**Goal:** Please return the rows below line for line, with nothing changed, and leave out the pictures.

----- Data for this task -----

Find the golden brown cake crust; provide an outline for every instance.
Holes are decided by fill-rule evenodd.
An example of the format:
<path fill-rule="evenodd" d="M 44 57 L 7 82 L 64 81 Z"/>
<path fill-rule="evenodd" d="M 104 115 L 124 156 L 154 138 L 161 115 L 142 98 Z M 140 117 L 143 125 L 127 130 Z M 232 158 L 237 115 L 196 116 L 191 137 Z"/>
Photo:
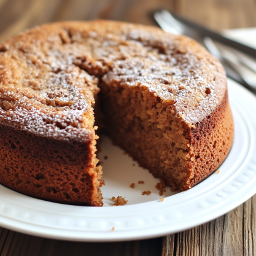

-----

**Complete output:**
Find the golden brown cake crust; provide an outline for every instance.
Holes are decided by fill-rule evenodd.
An example of the format:
<path fill-rule="evenodd" d="M 44 57 L 7 82 L 64 81 Z"/>
<path fill-rule="evenodd" d="M 104 115 L 124 156 L 154 138 L 161 115 L 142 98 Z M 140 117 L 143 125 L 127 130 Z M 232 158 L 237 115 L 196 116 L 191 137 Z"/>
Photo:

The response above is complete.